### WHAT THE TASK REQUIRES
Each record must appear in the answer exactly as given.

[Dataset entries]
*** Begin section ***

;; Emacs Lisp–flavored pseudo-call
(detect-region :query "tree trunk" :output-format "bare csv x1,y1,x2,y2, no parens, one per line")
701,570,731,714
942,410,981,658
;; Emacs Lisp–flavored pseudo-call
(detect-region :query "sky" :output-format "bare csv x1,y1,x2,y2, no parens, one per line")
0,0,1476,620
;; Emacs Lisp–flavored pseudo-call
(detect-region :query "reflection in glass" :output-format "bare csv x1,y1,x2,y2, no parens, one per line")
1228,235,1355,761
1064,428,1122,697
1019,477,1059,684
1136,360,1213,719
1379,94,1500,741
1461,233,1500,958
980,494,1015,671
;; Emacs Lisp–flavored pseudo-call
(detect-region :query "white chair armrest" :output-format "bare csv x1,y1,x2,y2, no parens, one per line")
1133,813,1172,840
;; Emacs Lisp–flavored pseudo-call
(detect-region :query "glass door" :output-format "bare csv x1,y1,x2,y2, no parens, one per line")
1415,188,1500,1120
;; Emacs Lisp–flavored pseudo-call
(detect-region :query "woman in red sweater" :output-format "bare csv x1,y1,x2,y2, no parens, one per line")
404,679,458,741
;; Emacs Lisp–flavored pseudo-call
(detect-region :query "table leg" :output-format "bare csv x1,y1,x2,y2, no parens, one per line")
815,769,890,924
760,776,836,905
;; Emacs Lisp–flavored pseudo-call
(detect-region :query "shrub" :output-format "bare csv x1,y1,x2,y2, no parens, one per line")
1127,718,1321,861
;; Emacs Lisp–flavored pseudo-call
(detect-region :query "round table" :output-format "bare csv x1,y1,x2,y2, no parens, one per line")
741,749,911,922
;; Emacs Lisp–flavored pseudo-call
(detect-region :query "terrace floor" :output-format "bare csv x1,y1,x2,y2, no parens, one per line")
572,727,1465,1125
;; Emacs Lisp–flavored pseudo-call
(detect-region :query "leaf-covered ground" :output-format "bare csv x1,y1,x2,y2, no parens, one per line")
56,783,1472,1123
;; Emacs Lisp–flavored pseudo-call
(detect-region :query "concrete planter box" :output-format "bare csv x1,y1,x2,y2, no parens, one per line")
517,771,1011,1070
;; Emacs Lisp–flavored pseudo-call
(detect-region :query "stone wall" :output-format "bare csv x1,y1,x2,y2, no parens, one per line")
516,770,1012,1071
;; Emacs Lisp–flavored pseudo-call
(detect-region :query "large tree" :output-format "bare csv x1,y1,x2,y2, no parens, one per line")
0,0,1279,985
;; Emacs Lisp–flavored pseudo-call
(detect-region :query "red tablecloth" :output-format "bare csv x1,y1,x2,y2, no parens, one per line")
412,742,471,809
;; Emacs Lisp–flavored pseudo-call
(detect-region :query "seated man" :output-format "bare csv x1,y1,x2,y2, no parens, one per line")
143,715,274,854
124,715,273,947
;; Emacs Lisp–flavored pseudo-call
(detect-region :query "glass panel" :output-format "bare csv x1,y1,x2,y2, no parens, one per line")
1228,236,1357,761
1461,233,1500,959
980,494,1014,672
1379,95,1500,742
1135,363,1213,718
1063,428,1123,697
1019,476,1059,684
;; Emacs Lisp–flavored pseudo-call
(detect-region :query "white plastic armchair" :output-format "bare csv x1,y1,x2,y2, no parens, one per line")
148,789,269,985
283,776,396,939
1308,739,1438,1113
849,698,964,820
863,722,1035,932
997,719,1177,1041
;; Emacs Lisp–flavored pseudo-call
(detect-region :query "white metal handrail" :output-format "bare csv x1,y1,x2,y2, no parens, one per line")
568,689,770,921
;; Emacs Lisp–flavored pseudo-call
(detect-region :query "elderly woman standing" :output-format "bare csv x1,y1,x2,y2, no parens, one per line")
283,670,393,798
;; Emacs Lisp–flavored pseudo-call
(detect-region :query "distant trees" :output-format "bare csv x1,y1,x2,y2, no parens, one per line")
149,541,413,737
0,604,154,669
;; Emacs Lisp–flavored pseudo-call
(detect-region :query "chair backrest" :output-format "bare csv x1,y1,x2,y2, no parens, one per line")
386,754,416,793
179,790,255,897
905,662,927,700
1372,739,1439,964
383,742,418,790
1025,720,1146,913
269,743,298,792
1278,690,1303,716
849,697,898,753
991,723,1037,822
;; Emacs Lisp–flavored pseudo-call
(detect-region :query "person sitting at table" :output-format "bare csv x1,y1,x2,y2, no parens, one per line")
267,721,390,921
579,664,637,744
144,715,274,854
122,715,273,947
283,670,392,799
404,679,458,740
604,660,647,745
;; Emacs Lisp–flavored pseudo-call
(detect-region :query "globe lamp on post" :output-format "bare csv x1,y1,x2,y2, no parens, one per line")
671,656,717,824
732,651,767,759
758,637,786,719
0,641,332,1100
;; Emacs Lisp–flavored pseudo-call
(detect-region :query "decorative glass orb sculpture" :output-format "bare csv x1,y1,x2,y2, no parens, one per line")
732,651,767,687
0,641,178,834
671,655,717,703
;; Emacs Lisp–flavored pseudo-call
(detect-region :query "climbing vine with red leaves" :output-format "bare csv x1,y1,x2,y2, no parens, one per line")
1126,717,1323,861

*** End section ***

### TASK RESULT
;; Emacs Lisp–flavored pseudo-call
(detect-region :query "tree trunk" :output-format "bare csv x1,y1,x2,y2, no parens, one per line")
701,570,731,714
942,410,981,658
;; Emacs Lisp–flavored pseudo-call
(detect-region :query "sky" :output-format "bare csv x1,y1,x2,y2, no parens, one per line")
0,0,1476,620
;; Emacs Lisp–flavored pseudo-call
(detect-region :query "reflection in glass" :output-format "bare csv x1,y1,x2,y2, no parens, one per line")
1228,235,1355,761
1064,428,1122,697
1019,477,1059,684
1136,360,1213,719
1379,94,1500,741
1461,233,1500,958
980,494,1015,671
;; Emacs Lisp–flavored pseudo-call
(detect-region :query "white chair armrest" :output-format "bare csv x1,y1,x2,y2, no parens, one per line")
1133,813,1172,840
;; Emacs Lisp–flavored pseudo-call
(detect-region :query "glass door" :output-format "bare csv x1,y1,x2,y2, no parens, one per line")
1415,188,1500,1120
;; Emacs Lisp–flavored pseudo-call
(detect-region :query "woman in red sweater" :output-format "bare csv x1,y1,x2,y2, no parens, one per line")
404,679,458,741
;; Emacs Lisp–flavored pseudo-call
(detect-region :query "table leg" :output-format "bare csv x1,y1,x2,y2, no parens, one per line")
815,769,890,924
760,776,836,905
;; Emacs Lisp–flavored pseudo-call
(detect-region :query "shrub" :output-format "bare csv x1,y1,x2,y2, no parens, one per line")
1127,718,1321,861
;; Emacs Lisp–flavored pseudo-call
(detect-region :query "round table" :output-format "bare csv x1,y1,x2,y2, no parens, one per line")
741,749,911,922
;; Emacs Lisp–flavored pseudo-call
(detect-region :query "terrace floor" :output-format "bare csv x1,y1,x2,y2, no parens, one per line")
572,727,1465,1125
;; Emacs Lisp–flavored pseudo-call
(detect-region :query "leaf-covered ground" :output-format "bare csv x1,y1,x2,y2, no parens, one per line")
56,783,1472,1123
;; Emacs Lisp–flavored pseudo-call
(detect-region :query "concrete planter box" :output-format "bare csv x1,y1,x2,y2, no parens, one per line")
517,771,1011,1070
;; Emacs Lisp–flavored pseudo-call
(detect-region :query "stone wall" :output-format "bare csv x1,y1,x2,y2, no parens, one per line")
516,770,1012,1071
;; Emacs Lisp–flavored pseudo-call
(detect-region :query "large tree" :output-format "bare csv x1,y1,x2,y2, no parens, one per line")
0,0,1279,985
;; Emacs Lisp–flavored pseudo-call
(detect-region :query "red tablecloth" :output-format "bare csv x1,y1,x2,y2, no parens, one per line")
412,742,471,809
;; Emacs Lisp–flavored pseudo-call
(detect-region :query "seated man" :output-format "bare csv x1,y1,x2,y2, no parens, one per line")
143,715,274,854
124,715,273,947
;; Emacs Lisp–flavored pseudo-call
(detect-region :query "glass panel" :output-format "bare csv x1,y1,x2,y2, no parens, one per line")
1228,236,1357,761
1461,233,1500,959
980,494,1014,672
1379,95,1500,742
1135,363,1213,718
1063,428,1123,697
1019,476,1059,684
;; Emacs Lisp–flavored pseudo-call
(detect-region :query "white plastic armchair" :output-format "bare csv x1,y1,x2,y2, no parens, one per line")
148,789,269,985
283,776,396,939
1308,739,1438,1113
849,698,964,820
863,722,1035,932
997,719,1177,1041
;; Emacs Lisp–flavored pseudo-call
(detect-region :query "white metal handrail" :output-format "bare csv x1,y1,x2,y2, no parens, one per line")
568,689,770,921
;; Emacs Lisp–flavored pseudo-call
(detect-region :query "elderly woman standing" :output-format "bare csv x1,y1,x2,y2, no parens, one per line")
283,670,393,798
;; Emacs Lisp–flavored pseudo-call
(detect-region :query "distant trees" :output-format "bare csv x1,y1,x2,y2, no parens, one per line")
149,541,413,737
0,604,154,669
;; Emacs Lisp–flavored pseudo-call
(detect-region :query "chair backrest" :output-format "bare csv x1,y1,x2,y2, no parens, one per line")
386,754,416,793
179,790,255,897
905,662,927,700
1372,739,1439,964
383,742,418,790
1025,720,1146,913
269,743,298,792
1278,690,1303,716
849,697,898,753
991,723,1037,822
;; Emacs Lisp–flavored pseudo-call
(detect-region :query "person sitting at table" :output-format "bare csv x1,y1,x2,y2, no parens, one per line")
267,721,390,921
579,664,637,744
144,715,274,854
122,715,273,947
283,670,392,799
404,679,458,740
604,660,647,745
;; Emacs Lisp–flavored pseudo-call
(detect-region :query "globe lamp on post" :output-format "bare csv x1,y1,x2,y2, no parens, one per line")
671,656,717,824
732,651,767,759
758,637,786,719
0,641,332,1100
;; Emacs Lisp–flavored pseudo-call
(detect-region :query "decorative glass orb sculpture" :output-format "bare csv x1,y1,x2,y2, no parens, one per line")
732,651,767,687
0,641,178,834
671,655,717,703
;; Emacs Lisp–flavored pseudo-call
(detect-region :query "climbing vine with red leaves" :output-format "bare csv x1,y1,x2,y2, no parens, one per line")
1126,717,1323,861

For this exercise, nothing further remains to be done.